== Task goal ==
Scan the data below for the string "sandpiper". Copy every line where it appears.

Entries taken from a collection:

=-=-=-=-=

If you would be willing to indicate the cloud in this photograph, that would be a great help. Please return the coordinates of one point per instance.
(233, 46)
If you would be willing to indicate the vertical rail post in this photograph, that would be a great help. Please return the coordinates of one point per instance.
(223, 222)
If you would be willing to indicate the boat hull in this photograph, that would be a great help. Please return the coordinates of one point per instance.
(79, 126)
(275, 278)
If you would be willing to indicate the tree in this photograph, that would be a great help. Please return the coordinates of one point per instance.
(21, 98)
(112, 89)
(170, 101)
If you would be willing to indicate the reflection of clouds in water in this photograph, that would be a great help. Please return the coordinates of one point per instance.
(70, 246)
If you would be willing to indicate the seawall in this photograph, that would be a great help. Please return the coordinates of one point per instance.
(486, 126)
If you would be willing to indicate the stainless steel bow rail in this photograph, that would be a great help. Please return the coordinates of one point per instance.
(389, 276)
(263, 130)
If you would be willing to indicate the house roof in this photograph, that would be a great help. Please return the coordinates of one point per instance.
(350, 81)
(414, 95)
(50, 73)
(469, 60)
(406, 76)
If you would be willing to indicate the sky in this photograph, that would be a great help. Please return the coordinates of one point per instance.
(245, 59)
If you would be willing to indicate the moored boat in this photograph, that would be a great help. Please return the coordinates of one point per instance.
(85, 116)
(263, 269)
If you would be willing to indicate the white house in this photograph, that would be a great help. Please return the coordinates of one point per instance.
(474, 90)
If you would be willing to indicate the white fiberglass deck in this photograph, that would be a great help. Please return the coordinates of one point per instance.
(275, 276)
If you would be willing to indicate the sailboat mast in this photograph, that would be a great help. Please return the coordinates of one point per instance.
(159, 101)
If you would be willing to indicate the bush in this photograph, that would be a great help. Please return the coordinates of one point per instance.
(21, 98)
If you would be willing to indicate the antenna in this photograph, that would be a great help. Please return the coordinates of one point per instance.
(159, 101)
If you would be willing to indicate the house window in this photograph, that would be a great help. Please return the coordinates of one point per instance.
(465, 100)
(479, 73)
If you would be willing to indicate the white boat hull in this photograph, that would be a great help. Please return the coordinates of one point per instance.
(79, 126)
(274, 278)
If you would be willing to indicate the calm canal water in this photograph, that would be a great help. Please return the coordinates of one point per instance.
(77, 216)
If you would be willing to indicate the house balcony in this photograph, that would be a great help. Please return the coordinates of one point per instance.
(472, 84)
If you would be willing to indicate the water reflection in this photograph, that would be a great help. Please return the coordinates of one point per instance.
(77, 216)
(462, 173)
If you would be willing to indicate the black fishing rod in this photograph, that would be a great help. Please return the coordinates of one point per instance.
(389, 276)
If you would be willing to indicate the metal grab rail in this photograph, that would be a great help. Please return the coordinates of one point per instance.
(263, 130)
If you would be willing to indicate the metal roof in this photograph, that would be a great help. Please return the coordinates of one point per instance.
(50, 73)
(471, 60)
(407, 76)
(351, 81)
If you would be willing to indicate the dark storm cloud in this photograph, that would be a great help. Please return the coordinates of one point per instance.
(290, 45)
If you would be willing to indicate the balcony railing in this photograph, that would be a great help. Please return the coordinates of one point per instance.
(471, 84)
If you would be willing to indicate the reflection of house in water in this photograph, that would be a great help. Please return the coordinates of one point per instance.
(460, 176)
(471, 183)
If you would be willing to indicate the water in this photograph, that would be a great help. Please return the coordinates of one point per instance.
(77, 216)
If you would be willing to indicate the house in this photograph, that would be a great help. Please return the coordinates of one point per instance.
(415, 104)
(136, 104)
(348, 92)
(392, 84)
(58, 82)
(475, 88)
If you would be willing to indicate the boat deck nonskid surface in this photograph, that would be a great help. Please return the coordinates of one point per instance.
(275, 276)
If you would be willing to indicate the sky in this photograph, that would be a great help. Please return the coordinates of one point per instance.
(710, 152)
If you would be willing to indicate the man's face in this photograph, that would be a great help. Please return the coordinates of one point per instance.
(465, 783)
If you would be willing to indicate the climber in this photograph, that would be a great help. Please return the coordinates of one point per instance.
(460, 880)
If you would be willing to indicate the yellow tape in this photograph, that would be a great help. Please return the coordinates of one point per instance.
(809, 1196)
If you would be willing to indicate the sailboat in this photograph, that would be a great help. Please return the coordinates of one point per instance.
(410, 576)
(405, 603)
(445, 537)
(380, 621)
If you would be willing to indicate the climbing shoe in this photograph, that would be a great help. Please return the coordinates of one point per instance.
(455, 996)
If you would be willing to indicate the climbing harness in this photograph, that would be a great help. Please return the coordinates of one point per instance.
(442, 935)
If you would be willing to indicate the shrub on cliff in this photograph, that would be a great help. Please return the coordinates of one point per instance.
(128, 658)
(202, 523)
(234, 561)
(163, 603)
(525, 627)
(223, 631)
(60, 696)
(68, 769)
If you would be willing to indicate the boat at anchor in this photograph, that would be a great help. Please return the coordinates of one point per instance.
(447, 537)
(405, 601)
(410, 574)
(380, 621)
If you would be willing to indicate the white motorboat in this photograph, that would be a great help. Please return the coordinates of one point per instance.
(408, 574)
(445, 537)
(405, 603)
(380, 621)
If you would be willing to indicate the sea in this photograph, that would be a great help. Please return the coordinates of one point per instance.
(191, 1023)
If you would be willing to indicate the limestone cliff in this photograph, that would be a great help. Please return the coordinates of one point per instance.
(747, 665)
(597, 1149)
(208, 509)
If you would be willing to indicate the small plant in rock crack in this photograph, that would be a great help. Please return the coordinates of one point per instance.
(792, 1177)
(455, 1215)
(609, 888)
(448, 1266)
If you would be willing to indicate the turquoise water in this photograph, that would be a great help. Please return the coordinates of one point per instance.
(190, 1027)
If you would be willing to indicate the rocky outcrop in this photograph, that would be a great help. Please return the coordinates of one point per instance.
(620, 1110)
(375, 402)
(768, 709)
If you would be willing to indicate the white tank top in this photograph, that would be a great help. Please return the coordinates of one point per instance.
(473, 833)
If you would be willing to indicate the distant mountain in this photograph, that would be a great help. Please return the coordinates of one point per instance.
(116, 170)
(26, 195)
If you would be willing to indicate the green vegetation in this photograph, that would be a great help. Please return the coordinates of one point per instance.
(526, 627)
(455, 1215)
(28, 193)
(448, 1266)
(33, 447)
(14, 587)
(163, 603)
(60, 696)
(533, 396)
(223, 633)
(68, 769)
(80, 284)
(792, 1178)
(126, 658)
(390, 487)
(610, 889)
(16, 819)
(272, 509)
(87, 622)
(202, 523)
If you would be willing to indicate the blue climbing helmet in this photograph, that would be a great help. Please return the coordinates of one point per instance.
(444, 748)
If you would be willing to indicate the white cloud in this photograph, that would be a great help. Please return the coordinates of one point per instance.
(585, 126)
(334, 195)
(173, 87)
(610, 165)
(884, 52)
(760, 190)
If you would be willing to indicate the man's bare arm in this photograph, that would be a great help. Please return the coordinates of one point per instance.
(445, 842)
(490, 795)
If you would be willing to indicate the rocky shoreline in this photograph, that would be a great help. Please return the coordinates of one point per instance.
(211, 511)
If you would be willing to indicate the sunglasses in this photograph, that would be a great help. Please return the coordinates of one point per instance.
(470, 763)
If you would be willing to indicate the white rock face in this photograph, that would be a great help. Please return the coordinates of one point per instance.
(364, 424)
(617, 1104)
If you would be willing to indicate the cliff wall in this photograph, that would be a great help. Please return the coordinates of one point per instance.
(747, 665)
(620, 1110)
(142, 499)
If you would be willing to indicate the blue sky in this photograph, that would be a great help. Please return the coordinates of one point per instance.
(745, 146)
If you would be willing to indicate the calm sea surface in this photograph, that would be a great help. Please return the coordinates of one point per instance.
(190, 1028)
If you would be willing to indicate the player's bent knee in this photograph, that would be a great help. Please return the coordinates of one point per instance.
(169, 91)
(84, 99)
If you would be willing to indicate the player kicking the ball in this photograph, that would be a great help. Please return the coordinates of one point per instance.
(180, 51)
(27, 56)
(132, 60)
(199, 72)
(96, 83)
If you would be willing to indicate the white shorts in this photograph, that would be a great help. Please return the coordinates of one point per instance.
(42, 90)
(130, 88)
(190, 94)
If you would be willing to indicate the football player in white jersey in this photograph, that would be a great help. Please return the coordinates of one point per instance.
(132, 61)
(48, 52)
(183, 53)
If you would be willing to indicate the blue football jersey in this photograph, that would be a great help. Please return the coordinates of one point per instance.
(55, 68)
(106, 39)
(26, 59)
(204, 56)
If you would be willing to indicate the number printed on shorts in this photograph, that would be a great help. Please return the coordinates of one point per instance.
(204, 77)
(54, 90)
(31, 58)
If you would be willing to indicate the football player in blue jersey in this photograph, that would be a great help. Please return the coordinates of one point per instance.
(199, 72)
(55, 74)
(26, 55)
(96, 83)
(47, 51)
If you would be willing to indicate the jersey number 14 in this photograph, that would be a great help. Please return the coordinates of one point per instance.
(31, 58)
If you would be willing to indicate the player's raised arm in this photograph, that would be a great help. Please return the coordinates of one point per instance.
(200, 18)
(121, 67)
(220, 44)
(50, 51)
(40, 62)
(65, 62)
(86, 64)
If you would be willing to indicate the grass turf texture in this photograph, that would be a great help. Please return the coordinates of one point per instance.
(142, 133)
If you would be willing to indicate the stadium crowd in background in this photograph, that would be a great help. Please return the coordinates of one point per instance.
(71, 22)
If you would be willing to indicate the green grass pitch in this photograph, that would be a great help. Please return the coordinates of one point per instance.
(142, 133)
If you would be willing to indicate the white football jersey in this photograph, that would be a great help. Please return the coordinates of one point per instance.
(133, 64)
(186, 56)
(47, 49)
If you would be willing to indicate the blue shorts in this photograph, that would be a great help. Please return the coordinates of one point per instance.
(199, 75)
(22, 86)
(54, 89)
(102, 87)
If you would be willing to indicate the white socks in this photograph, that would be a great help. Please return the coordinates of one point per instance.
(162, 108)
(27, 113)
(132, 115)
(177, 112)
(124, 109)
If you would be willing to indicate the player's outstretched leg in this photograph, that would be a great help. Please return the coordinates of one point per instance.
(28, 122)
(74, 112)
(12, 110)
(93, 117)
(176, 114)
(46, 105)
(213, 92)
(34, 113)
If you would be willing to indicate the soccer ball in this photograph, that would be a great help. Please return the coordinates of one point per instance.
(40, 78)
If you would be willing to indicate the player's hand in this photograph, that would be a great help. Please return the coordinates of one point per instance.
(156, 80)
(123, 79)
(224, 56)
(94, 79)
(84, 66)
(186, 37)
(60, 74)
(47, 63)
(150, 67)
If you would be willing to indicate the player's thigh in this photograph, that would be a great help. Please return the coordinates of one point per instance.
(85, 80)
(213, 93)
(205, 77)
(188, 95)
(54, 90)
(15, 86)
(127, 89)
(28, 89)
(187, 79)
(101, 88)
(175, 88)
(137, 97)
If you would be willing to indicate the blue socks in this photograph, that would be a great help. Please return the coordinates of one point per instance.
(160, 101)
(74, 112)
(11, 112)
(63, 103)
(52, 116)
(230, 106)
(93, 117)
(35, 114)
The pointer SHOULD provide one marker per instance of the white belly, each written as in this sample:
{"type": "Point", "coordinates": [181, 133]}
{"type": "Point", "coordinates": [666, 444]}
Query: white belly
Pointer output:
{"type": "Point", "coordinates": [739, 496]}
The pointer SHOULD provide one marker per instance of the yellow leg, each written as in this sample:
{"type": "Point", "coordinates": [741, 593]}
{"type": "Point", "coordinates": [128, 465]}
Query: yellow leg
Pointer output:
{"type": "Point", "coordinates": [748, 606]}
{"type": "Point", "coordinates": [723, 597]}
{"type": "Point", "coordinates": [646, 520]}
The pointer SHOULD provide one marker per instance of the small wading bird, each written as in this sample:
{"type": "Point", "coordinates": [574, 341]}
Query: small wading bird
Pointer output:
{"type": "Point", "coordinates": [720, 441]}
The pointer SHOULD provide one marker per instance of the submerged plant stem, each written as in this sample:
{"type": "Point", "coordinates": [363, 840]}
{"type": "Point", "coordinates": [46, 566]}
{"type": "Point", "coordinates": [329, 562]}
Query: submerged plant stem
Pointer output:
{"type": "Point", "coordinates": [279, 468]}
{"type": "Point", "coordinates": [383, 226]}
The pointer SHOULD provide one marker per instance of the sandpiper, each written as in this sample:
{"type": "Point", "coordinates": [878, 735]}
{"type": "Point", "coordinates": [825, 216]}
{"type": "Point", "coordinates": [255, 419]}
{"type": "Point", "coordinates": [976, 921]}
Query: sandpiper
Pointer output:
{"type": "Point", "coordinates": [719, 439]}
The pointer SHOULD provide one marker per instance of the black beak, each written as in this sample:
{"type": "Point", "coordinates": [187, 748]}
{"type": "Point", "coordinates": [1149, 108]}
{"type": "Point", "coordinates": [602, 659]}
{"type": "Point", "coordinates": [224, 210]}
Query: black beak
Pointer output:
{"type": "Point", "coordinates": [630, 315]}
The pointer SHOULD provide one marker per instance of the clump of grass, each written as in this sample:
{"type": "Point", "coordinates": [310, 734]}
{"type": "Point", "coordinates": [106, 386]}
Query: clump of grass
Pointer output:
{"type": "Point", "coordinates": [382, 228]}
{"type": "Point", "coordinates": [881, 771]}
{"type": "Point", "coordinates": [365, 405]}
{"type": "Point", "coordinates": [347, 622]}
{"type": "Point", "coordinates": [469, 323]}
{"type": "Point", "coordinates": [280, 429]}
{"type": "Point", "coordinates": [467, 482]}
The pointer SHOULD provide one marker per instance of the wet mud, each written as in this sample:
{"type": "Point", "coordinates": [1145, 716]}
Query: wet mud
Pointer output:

=-=-=-=-=

== Output below ==
The pointer SHOULD provide one marker per instance of the sandpiper, each written as in this sample:
Query: sandpiper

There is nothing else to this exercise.